### [抜粋]
******

いくつかの百貨店や高級ホテルは、その食料品売り場やレストランで扱っている食材の表示において、実際に使用されているものとは異なる表示を行ったことを認めている。

大丸松坂屋百貨店は、昨年暮に愛知県と福岡県で販売したおせちに入っていた「車海老のテリーヌ」の材料が、実際はブラックタイガーだったと発表した。

東急ホテルズ傘下のホテル併設レストラン22軒と宴会場7カ所では、「芝海老」と表示して実際には「バナメイエビ」を使用していたほか、牛脂を注入した加工肉を「ステーキ」として顧客に提供していた。

日本の食材の安全性と品質には定評があり、国内外の消費者は非常に良いイメージを抱いていた。今度のスキャンダルが発覚したのが、高級で高価な食品であったことで、今後の販売状況に深刻な影響が及ぶと予想されるだけでなく、「日本の食品」全体へのイメージダウンにも繋がりかねない。

今回の事件の影響はかなり深刻となる模様だ。たとえば、ほとんどの日本人がお正月に準備するおせちは、さまざまな種類の精致な日本料理が美しい重箱に詰められており、価格は大体2000元から3000元(約3万2000円から4万8000円)あるいはそれ以上と、かなり値が張る。おせちは年末までに予約注文しなければならないため、今回の「食材偽装表示」事件は、問題となったレストランのおせち販売に大きな影響を及ぼすと予想される。

○違反行為に関する調査

菅義偉内閣官房長官は、6日の記者会見において、「食材偽装表示は、表示に対する消費者の信頼を著しく損なうものだ。消費者庁で関連法に基づいて厳しく対処していく」と述べた。

******

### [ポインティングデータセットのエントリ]

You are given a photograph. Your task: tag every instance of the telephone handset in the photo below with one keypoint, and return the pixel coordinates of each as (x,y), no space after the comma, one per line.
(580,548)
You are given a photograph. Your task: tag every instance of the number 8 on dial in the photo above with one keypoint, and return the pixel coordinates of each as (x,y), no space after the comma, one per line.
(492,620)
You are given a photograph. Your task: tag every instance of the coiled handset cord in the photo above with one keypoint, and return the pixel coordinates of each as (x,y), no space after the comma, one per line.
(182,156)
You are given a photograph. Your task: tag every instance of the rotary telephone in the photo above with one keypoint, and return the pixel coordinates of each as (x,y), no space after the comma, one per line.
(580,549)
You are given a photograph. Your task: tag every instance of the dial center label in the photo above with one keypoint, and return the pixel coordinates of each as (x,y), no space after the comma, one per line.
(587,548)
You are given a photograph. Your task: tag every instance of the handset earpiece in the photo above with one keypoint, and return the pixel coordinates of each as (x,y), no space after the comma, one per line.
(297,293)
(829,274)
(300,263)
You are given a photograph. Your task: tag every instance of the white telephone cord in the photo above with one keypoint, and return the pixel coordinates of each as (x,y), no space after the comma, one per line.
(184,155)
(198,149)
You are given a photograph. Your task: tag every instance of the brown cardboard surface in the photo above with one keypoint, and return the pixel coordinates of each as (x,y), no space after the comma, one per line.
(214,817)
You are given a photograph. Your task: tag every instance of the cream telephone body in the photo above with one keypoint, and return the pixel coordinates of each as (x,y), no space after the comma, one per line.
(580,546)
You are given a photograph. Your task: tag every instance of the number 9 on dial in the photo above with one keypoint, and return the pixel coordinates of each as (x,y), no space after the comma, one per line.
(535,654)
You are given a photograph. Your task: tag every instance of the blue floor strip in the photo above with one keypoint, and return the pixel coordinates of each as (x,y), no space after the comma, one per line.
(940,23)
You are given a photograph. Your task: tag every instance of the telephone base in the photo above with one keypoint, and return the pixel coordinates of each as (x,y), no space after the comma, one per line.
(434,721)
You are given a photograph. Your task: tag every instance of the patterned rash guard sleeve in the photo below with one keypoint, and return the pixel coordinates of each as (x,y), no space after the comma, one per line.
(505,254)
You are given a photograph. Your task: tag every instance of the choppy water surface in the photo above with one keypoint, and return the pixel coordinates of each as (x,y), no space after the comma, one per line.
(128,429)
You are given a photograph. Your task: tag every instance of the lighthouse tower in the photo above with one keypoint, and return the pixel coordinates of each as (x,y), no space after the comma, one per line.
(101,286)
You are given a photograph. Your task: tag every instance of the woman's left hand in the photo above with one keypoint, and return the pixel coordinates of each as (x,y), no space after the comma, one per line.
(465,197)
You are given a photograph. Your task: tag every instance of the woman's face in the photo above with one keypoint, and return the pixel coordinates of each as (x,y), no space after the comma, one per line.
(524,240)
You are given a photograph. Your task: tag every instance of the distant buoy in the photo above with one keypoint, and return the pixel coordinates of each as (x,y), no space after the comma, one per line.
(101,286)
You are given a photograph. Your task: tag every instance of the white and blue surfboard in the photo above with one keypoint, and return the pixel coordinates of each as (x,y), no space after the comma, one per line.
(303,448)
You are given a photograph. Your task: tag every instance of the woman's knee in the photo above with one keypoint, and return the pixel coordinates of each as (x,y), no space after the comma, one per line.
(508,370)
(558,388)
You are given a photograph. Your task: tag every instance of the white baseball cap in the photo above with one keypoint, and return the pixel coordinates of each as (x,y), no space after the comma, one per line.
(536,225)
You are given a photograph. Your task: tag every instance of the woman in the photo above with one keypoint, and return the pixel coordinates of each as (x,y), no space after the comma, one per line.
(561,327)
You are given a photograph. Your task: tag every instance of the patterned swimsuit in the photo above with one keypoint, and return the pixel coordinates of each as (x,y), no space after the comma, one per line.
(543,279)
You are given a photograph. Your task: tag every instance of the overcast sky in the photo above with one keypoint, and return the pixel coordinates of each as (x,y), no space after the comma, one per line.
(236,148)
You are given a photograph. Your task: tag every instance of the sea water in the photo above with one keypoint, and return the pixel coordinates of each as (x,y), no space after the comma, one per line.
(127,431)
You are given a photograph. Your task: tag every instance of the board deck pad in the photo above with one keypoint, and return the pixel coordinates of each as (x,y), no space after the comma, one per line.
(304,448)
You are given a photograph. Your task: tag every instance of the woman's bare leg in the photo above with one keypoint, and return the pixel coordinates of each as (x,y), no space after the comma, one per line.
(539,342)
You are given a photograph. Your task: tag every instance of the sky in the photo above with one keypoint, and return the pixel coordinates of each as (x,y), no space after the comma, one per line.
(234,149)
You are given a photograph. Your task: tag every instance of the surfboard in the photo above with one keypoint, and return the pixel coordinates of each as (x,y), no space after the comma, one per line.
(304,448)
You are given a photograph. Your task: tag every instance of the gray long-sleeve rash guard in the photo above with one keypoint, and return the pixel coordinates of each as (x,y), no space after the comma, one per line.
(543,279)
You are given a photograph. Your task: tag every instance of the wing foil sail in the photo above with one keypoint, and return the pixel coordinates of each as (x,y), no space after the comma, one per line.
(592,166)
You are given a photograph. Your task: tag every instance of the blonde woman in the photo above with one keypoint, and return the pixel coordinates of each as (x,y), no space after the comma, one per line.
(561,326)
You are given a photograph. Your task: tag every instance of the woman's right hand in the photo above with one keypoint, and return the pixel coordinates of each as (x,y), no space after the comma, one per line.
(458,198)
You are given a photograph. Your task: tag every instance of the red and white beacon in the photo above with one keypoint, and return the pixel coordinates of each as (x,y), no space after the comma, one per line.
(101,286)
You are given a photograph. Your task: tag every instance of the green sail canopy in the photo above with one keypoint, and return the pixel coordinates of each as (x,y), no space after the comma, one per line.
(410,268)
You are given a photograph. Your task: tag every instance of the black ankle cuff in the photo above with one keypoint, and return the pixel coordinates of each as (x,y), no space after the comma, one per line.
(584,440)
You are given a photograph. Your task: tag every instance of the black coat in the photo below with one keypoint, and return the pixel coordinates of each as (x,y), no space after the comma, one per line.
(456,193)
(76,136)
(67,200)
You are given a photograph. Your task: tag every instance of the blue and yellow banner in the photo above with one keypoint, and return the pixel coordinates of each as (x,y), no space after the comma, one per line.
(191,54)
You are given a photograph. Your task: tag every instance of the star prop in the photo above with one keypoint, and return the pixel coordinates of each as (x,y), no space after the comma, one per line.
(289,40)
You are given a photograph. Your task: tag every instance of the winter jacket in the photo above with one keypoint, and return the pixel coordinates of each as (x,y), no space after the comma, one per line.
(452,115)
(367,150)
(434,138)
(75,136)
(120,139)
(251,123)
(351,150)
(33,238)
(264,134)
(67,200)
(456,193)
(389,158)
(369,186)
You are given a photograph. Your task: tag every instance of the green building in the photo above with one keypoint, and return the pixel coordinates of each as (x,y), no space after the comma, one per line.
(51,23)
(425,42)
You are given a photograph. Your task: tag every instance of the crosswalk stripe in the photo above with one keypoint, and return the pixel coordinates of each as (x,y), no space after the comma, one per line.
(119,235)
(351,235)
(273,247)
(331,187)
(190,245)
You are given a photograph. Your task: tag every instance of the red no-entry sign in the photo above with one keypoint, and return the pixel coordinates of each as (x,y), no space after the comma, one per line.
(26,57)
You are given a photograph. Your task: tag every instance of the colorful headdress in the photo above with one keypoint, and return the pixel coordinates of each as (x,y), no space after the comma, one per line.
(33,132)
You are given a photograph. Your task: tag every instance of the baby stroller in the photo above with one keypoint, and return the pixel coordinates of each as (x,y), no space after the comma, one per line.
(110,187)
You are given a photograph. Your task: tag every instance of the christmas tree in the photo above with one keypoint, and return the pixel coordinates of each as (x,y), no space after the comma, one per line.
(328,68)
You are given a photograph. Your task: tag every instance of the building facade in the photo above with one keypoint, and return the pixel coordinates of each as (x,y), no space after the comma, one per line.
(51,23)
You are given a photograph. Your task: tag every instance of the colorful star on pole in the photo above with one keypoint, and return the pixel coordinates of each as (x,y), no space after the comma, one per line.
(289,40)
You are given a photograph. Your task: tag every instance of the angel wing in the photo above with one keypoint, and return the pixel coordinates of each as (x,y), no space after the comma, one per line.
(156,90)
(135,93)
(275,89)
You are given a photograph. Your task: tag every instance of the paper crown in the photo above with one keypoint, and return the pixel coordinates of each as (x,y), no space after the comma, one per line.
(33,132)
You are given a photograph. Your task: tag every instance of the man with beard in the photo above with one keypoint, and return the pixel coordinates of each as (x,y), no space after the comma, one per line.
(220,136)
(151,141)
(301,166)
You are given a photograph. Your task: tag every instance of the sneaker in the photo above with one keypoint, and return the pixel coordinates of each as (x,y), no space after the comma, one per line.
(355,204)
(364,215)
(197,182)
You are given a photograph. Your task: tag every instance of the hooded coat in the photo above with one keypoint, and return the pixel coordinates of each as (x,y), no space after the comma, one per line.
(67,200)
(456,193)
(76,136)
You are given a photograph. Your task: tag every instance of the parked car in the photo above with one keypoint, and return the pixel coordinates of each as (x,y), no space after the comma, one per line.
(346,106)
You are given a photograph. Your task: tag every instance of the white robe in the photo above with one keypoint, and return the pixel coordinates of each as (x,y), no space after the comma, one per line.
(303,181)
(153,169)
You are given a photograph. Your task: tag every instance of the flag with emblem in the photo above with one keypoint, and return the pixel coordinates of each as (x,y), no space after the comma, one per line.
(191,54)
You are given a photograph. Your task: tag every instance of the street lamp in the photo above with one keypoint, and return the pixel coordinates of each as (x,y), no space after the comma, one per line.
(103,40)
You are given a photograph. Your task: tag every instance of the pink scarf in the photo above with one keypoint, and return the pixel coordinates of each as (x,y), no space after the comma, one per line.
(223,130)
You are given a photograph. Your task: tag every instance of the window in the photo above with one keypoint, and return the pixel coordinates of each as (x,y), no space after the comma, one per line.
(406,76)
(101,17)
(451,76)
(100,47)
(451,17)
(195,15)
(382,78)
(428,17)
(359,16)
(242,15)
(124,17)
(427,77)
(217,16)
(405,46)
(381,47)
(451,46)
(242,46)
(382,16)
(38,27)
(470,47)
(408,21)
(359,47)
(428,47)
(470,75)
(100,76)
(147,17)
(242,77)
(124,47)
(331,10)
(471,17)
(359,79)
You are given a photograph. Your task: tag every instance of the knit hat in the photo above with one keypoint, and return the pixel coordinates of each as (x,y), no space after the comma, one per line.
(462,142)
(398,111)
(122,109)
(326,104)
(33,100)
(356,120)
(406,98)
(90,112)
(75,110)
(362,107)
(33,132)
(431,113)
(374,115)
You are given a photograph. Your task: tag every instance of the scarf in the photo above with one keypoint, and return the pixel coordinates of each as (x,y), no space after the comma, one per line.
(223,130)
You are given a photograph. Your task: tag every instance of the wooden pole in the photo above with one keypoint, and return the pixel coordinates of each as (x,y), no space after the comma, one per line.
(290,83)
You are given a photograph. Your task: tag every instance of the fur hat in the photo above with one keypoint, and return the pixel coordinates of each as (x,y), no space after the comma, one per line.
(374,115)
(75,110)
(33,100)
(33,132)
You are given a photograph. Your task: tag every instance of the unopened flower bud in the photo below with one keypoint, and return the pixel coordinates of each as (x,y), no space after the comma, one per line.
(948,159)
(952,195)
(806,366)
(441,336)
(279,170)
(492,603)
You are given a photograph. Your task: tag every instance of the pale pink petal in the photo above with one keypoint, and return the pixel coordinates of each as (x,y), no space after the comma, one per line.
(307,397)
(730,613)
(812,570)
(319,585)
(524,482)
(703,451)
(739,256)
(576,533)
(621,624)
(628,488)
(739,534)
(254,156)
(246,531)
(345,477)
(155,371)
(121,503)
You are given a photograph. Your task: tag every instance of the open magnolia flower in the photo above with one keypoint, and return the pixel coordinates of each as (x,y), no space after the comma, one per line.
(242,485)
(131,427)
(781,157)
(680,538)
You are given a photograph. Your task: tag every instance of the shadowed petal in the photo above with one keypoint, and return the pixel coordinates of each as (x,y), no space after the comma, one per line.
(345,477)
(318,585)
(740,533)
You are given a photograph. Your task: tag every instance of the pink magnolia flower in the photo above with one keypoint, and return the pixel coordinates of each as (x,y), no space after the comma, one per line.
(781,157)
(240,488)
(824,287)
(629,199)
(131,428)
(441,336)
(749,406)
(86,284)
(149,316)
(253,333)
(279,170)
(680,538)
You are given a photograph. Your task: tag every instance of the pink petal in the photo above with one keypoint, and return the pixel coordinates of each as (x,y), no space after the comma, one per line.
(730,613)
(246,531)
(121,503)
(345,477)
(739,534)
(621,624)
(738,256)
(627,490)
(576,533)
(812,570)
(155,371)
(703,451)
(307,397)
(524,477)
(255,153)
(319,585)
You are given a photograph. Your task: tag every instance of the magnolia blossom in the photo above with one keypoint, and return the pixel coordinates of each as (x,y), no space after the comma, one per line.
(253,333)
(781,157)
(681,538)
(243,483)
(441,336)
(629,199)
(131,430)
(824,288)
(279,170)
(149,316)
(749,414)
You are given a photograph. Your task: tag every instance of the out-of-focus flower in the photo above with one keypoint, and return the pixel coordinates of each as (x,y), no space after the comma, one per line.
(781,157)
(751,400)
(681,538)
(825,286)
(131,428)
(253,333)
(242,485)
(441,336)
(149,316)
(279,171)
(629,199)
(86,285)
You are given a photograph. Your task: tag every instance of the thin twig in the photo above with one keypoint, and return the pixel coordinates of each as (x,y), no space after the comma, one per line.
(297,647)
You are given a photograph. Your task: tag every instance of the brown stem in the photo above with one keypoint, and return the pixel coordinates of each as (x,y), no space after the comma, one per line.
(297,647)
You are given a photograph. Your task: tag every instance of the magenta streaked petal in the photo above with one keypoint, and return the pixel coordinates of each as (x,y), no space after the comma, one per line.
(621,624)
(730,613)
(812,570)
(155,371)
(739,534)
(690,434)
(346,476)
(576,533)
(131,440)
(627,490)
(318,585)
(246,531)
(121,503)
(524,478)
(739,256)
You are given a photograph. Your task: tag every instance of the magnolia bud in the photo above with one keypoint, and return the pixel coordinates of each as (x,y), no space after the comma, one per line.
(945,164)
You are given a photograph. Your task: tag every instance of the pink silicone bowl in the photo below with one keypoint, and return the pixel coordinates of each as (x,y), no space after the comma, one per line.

******

### [実施課題]
a. 次の記述(i)〜(iii)がそれぞれ抜粋の内容と合致するかを「はい」または「いいえ」で答え、判断の根拠となる抜粋の語句をそのまま引用してください。(i) 大丸松坂屋百貨店のおせちに入っていた「車海老のテリーヌ」の材料は、実際にはブラックタイガーであった。(ii) 東急ホテルズ傘下で偽装表示が行われていたホテル併設レストランは30軒である。(iii) 菅義偉内閣官房長官は、農林水産省が厳しく対処すると述べた。
b. エントリのうち「of the thin」を含む行から最後の行まで（両端を含む）を、「行番号」と「内容」の2列からなるMarkdownの表に書き直してください。空行は除いてください。

### [解答]
a.
(i) はい。「「車海老のテリーヌ」の材料が、実際はブラックタイガーだったと発表した」
(ii) いいえ。「ホテル併設レストラン22軒と宴会場7カ所」
(iii) いいえ。「消費者庁で関連法に基づいて厳しく対処していく」

b.
| 行番号 | 内容 |
|---|---|
| 1 | You are given a photograph. Your task: tag every instance of the thin twig in the photo above with one keypoint, and return the pixel coordinates of each as (x,y), no space after the comma, one per line. |
| 2 | (297,647) |
| 3 | You are given a photograph. Your task: tag every instance of the brown stem in the photo above with one keypoint, and return the pixel coordinates of each as (x,y), no space after the comma, one per line. |
| 4 | (297,647) |
| 5 | You are given a photograph. Your task: tag every instance of the magenta streaked petal in the photo above with one keypoint, and return the pixel coordinates of each as (x,y), no space after the comma, one per line. |
| 6 | (621,624) |
| 7 | (730,613) |
| 8 | (812,570) |
| 9 | (155,371) |
| 10 | (739,534) |
| 11 | (690,434) |
| 12 | (346,476) |
| 13 | (576,533) |
| 14 | (131,440) |
| 15 | (627,490) |
| 16 | (318,585) |
| 17 | (246,531) |
| 18 | (121,503) |
| 19 | (524,478) |
| 20 | (739,256) |
| 21 | You are given a photograph. Your task: tag every instance of the magnolia bud in the photo above with one keypoint, and return the pixel coordinates of each as (x,y), no space after the comma, one per line. |
| 22 | (945,164) |
| 23 | You are given a photograph. Your task: tag every instance of the pink silicone bowl in the photo below with one keypoint, and return the pixel coordinates of each as (x,y), no space after the comma, one per line. |